Do this:
Repeat the data below word for word, line by line, and leave the pictures out.

Data provided:
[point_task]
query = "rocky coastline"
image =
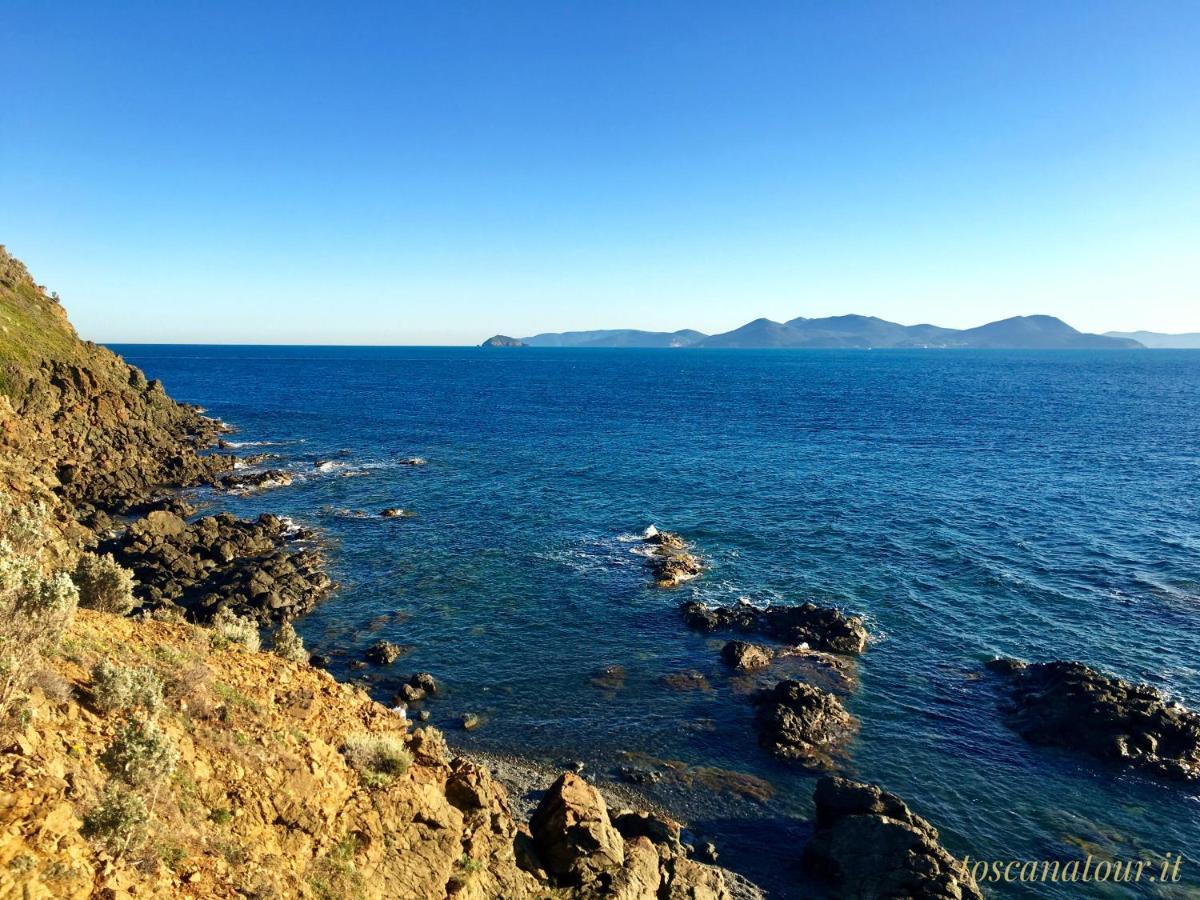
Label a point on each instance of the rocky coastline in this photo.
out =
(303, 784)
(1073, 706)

Task response:
[point_task]
query = "rocky coastline"
image =
Label a point on each instance of the rocky coastline in this photo.
out =
(303, 784)
(1073, 706)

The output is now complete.